[Given data — start]

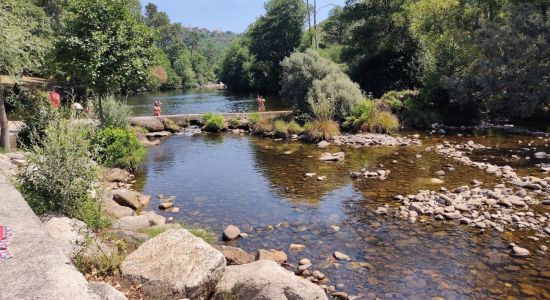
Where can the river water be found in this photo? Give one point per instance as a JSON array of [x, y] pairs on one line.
[[259, 185]]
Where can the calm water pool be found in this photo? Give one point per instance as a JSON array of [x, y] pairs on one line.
[[199, 101], [255, 184]]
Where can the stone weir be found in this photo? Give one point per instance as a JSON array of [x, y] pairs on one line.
[[154, 123]]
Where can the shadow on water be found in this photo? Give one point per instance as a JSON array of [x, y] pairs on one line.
[[259, 185], [194, 101]]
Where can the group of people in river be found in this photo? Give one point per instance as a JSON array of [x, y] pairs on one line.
[[260, 101]]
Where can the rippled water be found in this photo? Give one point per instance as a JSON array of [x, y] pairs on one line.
[[194, 101], [255, 184]]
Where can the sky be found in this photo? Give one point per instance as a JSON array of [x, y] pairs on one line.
[[225, 15]]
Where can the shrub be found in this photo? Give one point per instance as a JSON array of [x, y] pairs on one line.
[[118, 148], [294, 128], [281, 128], [319, 130], [338, 93], [115, 113], [213, 122], [383, 121], [62, 174]]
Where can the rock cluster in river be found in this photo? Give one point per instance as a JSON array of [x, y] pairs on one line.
[[497, 208], [374, 139]]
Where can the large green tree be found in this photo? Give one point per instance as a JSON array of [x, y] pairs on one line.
[[24, 44], [273, 37], [105, 45]]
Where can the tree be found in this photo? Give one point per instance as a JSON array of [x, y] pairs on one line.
[[105, 45], [25, 40], [273, 37]]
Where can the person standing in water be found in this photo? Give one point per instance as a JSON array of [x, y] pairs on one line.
[[156, 109]]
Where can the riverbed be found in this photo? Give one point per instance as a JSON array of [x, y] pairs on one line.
[[259, 185]]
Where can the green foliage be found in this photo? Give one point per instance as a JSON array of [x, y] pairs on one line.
[[213, 122], [62, 174], [25, 38], [115, 113], [319, 130], [118, 148], [105, 45]]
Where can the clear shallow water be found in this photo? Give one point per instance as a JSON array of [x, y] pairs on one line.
[[199, 101], [250, 182]]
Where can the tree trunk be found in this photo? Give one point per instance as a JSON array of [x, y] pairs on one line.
[[4, 126]]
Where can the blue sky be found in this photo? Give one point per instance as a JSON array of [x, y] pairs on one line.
[[233, 15]]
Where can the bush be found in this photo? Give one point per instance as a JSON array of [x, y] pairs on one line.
[[319, 130], [115, 113], [338, 93], [213, 122], [62, 174], [118, 148], [294, 128]]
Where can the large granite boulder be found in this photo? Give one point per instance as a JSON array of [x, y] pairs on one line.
[[131, 199], [175, 265], [265, 279], [152, 124], [105, 291]]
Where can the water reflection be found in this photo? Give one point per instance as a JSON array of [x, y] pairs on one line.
[[199, 101], [259, 185]]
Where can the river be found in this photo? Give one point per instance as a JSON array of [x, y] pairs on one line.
[[258, 184]]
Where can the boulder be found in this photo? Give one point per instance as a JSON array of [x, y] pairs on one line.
[[105, 291], [273, 255], [234, 255], [117, 175], [115, 210], [265, 280], [131, 199], [70, 234], [231, 232], [132, 223], [152, 124], [175, 265]]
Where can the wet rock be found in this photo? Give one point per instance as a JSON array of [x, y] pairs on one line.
[[296, 247], [341, 256], [234, 255], [273, 255], [231, 232], [175, 261], [265, 280], [520, 252]]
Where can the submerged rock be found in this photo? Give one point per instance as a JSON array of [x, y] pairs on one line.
[[265, 280]]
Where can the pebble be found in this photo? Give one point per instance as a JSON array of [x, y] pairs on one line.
[[341, 256]]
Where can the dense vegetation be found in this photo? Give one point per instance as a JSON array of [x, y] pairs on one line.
[[450, 61]]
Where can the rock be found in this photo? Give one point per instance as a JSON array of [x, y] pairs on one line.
[[105, 291], [152, 124], [154, 219], [130, 237], [323, 144], [131, 199], [70, 234], [296, 247], [333, 157], [175, 263], [265, 280], [273, 255], [132, 223], [341, 256], [234, 255], [117, 175], [115, 210], [231, 232], [520, 252]]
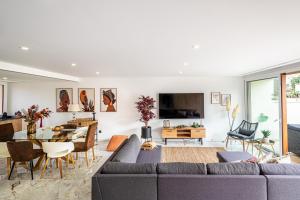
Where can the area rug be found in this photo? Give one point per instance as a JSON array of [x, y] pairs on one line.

[Given data — finish]

▶ Task directions: Begin at the line with "Where can the rock be" and retype exactly every line through the last one of the entries above, both included, and nothing more; pictures stay out.

▶ Written reply:
Where can the rock be found in this photo? Give one point per instance as a JSON array of [x, y] pairs on one line.
[[105, 291], [152, 124], [154, 219], [130, 237], [323, 144], [131, 199], [70, 234], [296, 247], [333, 157], [175, 263], [265, 280], [273, 255], [132, 223], [341, 256], [234, 255], [117, 175], [115, 210], [231, 232], [520, 252]]
Where can the area rug be found in this photo? Give one point per instance as a JSON array of [x, y] pairs on one line.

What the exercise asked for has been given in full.